WRITTEN TASK
List each line of the rows below that contains the string "flower".

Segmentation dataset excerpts
<<<<
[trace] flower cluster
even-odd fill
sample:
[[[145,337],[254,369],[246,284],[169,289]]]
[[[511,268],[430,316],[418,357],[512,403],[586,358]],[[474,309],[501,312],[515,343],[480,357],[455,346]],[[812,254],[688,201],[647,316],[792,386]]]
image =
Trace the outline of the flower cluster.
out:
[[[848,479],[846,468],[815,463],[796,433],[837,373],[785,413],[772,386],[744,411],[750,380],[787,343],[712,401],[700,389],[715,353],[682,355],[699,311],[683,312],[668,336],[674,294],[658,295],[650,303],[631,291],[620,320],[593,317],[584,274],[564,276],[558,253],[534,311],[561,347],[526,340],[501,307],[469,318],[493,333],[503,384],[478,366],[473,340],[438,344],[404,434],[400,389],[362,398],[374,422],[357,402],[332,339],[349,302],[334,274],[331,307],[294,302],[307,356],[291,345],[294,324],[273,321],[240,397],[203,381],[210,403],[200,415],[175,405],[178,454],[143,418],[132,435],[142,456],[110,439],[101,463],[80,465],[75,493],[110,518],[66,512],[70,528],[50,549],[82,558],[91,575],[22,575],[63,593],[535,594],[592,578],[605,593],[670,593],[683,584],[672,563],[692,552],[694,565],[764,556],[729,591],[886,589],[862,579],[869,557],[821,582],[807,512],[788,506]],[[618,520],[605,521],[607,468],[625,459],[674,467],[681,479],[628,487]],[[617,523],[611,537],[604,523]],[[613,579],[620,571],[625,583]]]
>>>>
WRITTEN SOLUTION
[trace] flower cluster
Trace the outline of the flower cluster.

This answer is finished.